For the records below, print the lines from the line with "Confirm that each instance of the green hill" through the line with "[[120, 229], [525, 207], [548, 21]]" exactly as written; include both end lines and exclude the rest.

• DATA PROVIDED:
Content starts

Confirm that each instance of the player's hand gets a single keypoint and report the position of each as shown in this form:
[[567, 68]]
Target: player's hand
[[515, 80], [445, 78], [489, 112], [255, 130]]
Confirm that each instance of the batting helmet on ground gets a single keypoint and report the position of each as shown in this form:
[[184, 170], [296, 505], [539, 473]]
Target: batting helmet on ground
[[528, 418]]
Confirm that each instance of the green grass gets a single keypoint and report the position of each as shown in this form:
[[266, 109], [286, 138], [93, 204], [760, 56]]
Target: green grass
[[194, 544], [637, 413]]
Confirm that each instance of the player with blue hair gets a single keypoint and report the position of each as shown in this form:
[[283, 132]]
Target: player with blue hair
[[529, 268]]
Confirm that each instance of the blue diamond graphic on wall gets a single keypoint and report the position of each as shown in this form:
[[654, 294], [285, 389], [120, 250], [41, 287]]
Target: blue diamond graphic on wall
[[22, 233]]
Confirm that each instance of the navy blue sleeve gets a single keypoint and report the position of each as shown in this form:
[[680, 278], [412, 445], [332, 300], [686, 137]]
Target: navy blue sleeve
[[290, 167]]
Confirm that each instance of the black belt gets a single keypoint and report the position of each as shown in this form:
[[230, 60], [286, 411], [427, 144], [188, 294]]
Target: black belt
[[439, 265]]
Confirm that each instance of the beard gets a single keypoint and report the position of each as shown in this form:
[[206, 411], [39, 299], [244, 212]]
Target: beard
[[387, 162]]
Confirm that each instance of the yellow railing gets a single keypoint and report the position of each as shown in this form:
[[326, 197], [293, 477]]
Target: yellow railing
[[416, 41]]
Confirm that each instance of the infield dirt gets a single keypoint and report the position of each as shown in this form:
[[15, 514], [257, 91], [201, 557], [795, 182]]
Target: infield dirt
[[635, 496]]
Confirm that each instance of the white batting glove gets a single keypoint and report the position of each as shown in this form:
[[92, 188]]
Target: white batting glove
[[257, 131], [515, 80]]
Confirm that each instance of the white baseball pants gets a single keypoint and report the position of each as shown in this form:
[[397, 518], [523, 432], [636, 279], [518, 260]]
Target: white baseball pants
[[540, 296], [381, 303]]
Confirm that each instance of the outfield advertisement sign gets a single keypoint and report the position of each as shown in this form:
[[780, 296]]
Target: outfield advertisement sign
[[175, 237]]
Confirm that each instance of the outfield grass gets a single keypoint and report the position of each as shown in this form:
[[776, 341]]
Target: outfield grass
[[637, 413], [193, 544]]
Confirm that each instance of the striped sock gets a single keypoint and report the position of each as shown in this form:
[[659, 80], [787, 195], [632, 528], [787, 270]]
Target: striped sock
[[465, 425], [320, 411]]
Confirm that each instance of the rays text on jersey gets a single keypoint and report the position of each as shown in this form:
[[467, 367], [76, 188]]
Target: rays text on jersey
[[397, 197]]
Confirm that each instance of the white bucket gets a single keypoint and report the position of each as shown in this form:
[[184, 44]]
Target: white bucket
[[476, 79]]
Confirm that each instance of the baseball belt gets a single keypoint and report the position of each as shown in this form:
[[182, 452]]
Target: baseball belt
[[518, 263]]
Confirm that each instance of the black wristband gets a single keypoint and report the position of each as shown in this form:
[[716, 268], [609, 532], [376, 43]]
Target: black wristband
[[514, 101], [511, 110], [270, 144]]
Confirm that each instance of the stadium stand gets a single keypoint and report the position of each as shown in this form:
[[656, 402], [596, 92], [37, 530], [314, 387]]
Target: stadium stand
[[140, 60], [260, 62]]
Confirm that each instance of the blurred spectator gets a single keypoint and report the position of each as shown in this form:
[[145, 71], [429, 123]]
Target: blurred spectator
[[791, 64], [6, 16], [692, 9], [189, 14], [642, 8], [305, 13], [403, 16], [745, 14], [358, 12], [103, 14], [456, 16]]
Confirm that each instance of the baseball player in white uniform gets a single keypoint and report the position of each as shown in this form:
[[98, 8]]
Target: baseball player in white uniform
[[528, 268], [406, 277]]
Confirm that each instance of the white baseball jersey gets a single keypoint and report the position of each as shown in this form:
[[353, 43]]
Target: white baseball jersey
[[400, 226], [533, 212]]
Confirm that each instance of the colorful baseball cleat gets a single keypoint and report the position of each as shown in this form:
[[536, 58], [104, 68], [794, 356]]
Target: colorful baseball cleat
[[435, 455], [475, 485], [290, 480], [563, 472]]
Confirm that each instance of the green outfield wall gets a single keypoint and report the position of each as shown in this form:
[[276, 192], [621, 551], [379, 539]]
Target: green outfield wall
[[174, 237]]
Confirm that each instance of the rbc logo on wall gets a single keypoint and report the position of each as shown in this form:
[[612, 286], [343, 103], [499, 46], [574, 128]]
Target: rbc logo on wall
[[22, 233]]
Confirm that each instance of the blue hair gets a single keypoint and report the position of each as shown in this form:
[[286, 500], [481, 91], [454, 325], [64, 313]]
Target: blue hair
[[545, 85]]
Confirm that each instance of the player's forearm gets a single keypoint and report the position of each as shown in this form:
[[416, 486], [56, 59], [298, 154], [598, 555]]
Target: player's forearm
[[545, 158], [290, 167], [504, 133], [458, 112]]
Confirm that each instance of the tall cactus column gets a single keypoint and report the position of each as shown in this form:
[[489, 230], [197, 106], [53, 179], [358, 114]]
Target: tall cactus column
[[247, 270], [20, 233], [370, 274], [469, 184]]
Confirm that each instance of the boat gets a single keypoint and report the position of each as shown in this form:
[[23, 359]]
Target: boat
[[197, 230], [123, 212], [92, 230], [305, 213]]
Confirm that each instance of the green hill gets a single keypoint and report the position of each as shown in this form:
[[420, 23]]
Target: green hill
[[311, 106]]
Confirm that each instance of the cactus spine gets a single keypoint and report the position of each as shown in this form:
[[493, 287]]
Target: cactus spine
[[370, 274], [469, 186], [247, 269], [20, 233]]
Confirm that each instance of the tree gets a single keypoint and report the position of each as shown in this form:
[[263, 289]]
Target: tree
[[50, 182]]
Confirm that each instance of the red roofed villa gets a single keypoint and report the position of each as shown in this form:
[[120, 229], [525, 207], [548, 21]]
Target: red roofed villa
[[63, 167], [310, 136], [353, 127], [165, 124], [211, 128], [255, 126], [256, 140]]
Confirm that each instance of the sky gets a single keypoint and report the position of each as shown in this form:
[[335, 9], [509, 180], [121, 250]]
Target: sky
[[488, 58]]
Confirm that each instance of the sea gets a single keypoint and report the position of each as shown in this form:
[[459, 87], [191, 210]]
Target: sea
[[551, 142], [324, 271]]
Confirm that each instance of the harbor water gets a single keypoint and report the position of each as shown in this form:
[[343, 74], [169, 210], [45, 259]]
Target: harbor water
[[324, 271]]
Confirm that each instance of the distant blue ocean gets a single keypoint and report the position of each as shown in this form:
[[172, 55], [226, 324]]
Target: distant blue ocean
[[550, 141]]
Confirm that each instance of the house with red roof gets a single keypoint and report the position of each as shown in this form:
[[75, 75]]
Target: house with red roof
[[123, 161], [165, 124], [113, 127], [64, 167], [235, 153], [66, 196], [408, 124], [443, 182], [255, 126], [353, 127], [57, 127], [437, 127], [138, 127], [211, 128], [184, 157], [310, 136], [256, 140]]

Content ends

• EXERCISE OUTPUT:
Confirm that each instance of the green hill gets a single keypoint and report the position of each as shown in this form:
[[420, 23]]
Target: green hill
[[311, 106]]
Confirm that each instance of the cactus spine gets a single keypoint and report the position of each as shown in this form:
[[493, 287]]
Target: cactus spine
[[370, 274], [469, 186], [247, 269], [20, 233]]
Confirm that each instance of the tree gets a single keypoint and report the position of each as shown in this form:
[[263, 289]]
Target: tree
[[50, 182]]
Confirm that each instance of the red roofed villa gets a single keypoint and report the position of each as shown in this form:
[[120, 229], [525, 207], [548, 21]]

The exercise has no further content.